Point-per-instance localization data:

-=-=-=-=-

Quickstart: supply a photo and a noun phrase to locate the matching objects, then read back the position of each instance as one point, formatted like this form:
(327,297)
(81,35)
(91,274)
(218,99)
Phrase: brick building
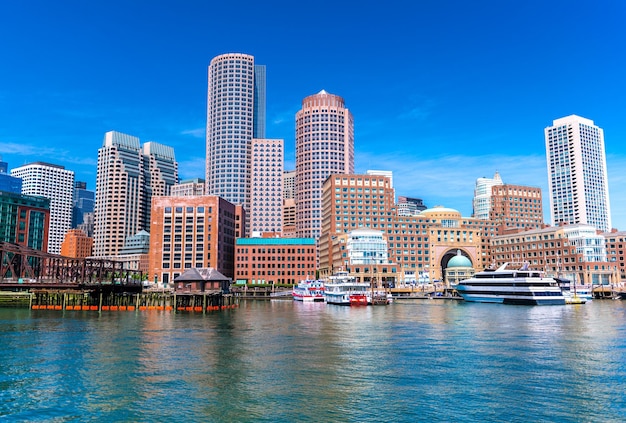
(275,260)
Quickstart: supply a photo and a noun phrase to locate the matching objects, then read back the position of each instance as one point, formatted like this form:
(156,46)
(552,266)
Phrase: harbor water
(281,361)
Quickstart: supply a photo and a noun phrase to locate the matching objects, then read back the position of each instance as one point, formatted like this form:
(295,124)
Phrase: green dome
(459,261)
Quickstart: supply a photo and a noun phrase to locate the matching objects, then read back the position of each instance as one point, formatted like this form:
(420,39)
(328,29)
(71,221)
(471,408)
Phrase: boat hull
(556,300)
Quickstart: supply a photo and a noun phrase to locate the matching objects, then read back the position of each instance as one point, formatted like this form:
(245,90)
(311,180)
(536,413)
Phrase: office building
(572,251)
(387,173)
(9,183)
(160,174)
(128,176)
(289,185)
(84,201)
(515,208)
(235,115)
(275,260)
(76,244)
(192,232)
(134,254)
(577,173)
(324,147)
(408,206)
(55,183)
(482,195)
(423,243)
(266,198)
(188,187)
(24,220)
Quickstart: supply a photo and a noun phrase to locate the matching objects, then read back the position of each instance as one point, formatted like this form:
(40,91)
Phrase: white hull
(511,287)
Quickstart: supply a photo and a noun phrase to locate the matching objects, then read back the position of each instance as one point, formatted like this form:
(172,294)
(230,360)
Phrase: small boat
(343,289)
(378,297)
(309,290)
(572,296)
(510,284)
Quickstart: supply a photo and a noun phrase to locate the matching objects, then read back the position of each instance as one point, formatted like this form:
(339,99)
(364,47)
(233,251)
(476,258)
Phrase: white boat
(508,285)
(309,290)
(343,289)
(571,294)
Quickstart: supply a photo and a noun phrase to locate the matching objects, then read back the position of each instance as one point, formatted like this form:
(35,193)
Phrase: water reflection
(285,361)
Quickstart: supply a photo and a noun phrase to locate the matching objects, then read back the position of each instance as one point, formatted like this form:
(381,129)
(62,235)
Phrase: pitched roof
(201,274)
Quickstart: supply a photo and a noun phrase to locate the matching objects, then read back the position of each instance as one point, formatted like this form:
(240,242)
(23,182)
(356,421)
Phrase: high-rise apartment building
(235,115)
(266,198)
(482,195)
(577,173)
(160,174)
(127,178)
(55,183)
(324,146)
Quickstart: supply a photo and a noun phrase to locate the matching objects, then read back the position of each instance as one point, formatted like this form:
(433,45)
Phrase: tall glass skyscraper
(577,174)
(482,195)
(235,115)
(128,176)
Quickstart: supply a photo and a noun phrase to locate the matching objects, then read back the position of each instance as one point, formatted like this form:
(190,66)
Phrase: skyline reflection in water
(283,361)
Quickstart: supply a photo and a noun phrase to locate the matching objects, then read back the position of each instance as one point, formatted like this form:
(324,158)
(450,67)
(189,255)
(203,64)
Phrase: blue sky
(442,92)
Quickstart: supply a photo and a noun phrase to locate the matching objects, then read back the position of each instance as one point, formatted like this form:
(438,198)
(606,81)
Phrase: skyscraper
(127,178)
(57,184)
(577,174)
(84,200)
(235,115)
(482,195)
(266,199)
(324,146)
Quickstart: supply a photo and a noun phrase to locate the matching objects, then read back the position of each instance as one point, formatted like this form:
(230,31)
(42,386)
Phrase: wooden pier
(103,298)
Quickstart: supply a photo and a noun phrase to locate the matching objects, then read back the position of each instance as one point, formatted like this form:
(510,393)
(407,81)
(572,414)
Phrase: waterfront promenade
(264,361)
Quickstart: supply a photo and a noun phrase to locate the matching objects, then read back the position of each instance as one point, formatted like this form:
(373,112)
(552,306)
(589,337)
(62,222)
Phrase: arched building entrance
(456,265)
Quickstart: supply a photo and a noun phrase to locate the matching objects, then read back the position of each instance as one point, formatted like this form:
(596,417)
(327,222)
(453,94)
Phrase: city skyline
(440,98)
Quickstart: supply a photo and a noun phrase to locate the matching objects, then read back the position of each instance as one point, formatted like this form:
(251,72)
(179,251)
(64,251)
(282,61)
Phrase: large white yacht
(511,284)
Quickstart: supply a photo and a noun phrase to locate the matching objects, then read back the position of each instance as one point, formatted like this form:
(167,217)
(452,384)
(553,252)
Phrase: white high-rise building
(324,146)
(235,116)
(482,196)
(57,184)
(577,174)
(128,176)
(266,199)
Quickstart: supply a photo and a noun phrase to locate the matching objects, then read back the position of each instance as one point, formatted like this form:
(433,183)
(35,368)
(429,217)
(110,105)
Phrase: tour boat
(309,290)
(572,296)
(511,286)
(343,289)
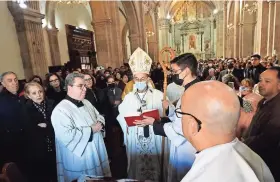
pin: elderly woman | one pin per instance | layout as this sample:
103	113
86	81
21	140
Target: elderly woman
249	106
55	89
40	134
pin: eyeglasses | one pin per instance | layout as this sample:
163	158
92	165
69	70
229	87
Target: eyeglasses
175	71
180	113
81	86
52	81
88	80
140	80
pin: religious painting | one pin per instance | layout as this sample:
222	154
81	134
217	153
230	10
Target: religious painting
192	42
206	45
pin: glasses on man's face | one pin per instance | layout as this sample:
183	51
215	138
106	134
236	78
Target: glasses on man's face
175	71
140	79
81	86
88	80
179	114
53	81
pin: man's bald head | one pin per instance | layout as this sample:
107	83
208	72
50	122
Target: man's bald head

-=-=-=-=-

- **TASK**
Restate the data above word for word. Skip every picture.

- **RESPONSE**
Quickstart: supply a photo and a noun phrase to locate the matching objects, then read back the position of each instance as one point, formatted like this form:
(327,297)
(81,35)
(91,274)
(218,99)
Phrase: brick building
(275,260)
Quickstart: supply a photo and a noun phrase to locate the matching objects, then read back the position of each instance as one point, formatted like this form:
(156,46)
(552,266)
Phrase: harbor water
(281,361)
Quickstart: supply a photo and a noun phrase to locate the matching objects, then read back the position of each instance as one point, formatted like this form:
(295,124)
Phrase: green dome
(459,261)
Quickstart: supply a photo and a noun phrase to locate the matching objects, then read back the position of each instance as one point, formatted like this form:
(420,39)
(328,29)
(71,221)
(471,408)
Phrase: boat hull
(556,300)
Quickstart: supply a photo and a noun phrase to locate the matching objects, then read back the position of each instance as one point, formatted like this form:
(245,90)
(311,180)
(536,413)
Phrase: office building
(572,251)
(387,173)
(9,183)
(160,174)
(128,176)
(289,185)
(84,201)
(515,208)
(235,115)
(275,260)
(76,244)
(192,232)
(134,254)
(577,173)
(324,147)
(408,206)
(55,183)
(482,195)
(423,243)
(266,198)
(188,187)
(24,220)
Quickstart: supply a photo and a noun phrase to locate the matching objects, then read back the position of each instance as one point, formatted like this form:
(40,91)
Phrase: white hull
(511,287)
Quickstart: supply a photo and a noun phrase to locate the matching objects, then read back the position of each instance as one point, formatted like this form:
(172,294)
(230,360)
Phrase: small boat
(343,289)
(378,297)
(309,290)
(572,296)
(510,284)
Quickstart: supply a photo and a noun phrase to locate the matching objects, then read back the position of each instance as one point, formatted like this form:
(339,99)
(364,47)
(233,251)
(476,258)
Phrase: white boat
(508,285)
(309,290)
(343,289)
(571,294)
Quickstart: supply a photo and a noun phrase to locate the matching objects, then read back the position of each instance as one point, formatted like this form:
(35,193)
Phrase: water reflection
(285,361)
Quickstart: supply a photo and a noun phrase to locate the matching objects, then read back the position of each instance as one point, formatted like this form:
(381,129)
(62,235)
Phrase: pitched roof
(201,274)
Quickstart: supply a photo and a noun phrase to locate the matching objects, then read back the position of each instance as one point, formatted like this form:
(240,242)
(23,182)
(356,421)
Phrase: high-rise apartment building
(235,115)
(266,198)
(482,195)
(577,173)
(160,174)
(127,178)
(55,183)
(324,146)
Quickstart: supply a photo and a noun phrase to locate the matching objects, then read back the position of each instance as one point, formatted like this form:
(433,45)
Phrase: tall glass skyscraper
(577,174)
(482,195)
(235,115)
(128,176)
Quickstart: supply a photo and a noun phrase to locate the matching objects, then read back the position of each instance as one point, formatted like this form:
(190,66)
Phrase: skyline reflection in water
(283,361)
Quickstart: supply a photo and a noun phrase to locate the matching objects, then read back the position of each instance as one point, formatted like this form:
(324,158)
(450,67)
(189,255)
(203,64)
Phrase: blue sky
(442,92)
Quickstart: supply a photo and a noun phrase to locate the matching objects, then read back the position of each instance as one point, formatted like this form:
(438,198)
(606,81)
Phrase: skyscraper
(127,178)
(57,184)
(577,174)
(84,200)
(235,115)
(482,195)
(266,199)
(324,146)
Quickstart: supply a photo and a noun phrase to locate the matching objects, then read back the position of each instance as one point, formatted like this form:
(230,31)
(42,386)
Phrase: wooden pier
(103,298)
Quickstart: supply a photo and a noun phrase to locate the matching objects, then read back the position of each instance as one point, formatted like this form:
(510,393)
(407,81)
(572,414)
Phrase: waterfront promenade
(264,361)
Quickstart: supply a photo and a noun phrase to locate the matching objects, then read back the position of each instance as one point, formatted like this form:
(373,112)
(552,306)
(589,337)
(62,222)
Phrase: arched building entrance
(456,265)
Quickstart: supply a photo and a noun phrase to locate the matching objects, then read back the position of each instance as one point, formatted like this form:
(596,417)
(327,222)
(453,94)
Phrase: city skyline
(440,98)
Quickstart: supply a photo and a noun phrase to locate the matching objects, then read back the position of each instance as one point, formatted like this form:
(251,72)
(179,251)
(64,251)
(282,61)
Phrase: large white yacht
(511,284)
Quickstart: supply a photo and a noun phrase to locate the matching objects, then read back the position of each instance as one point, formatted like this form:
(167,217)
(452,384)
(553,252)
Phrase: white high-rise building
(324,146)
(235,116)
(482,196)
(57,184)
(577,174)
(128,176)
(266,199)
Quickstart: supply a photo and a noun phrase to locate the matching objects, then read back the position of each instance as one point, formatted like this form:
(433,183)
(35,368)
(429,217)
(110,105)
Phrase: tour boat
(309,290)
(572,296)
(511,286)
(343,289)
pin: elderly woman | one pin per instance | layout as this sample:
103	113
86	81
21	140
Target: elderly woman
249	106
55	89
40	134
pin: eyeglasses | one pin per instance | layout as this sample:
163	158
92	165
69	70
229	87
Target: eyeglasses
175	71
180	113
81	86
52	81
88	80
140	80
pin: religious painting | one pin per instance | layout as this sample:
222	154
81	134
217	153
230	10
Target: religious painting
192	42
206	45
pin: glasses on man's face | one pin per instance | layout as this sample:
183	51
215	138
106	134
236	78
Target: glasses on man's face
175	71
140	79
81	86
88	80
179	114
53	81
pin: man's bald head | one pin per instance | layout as this sample:
107	83
208	72
50	122
Target: man's bald head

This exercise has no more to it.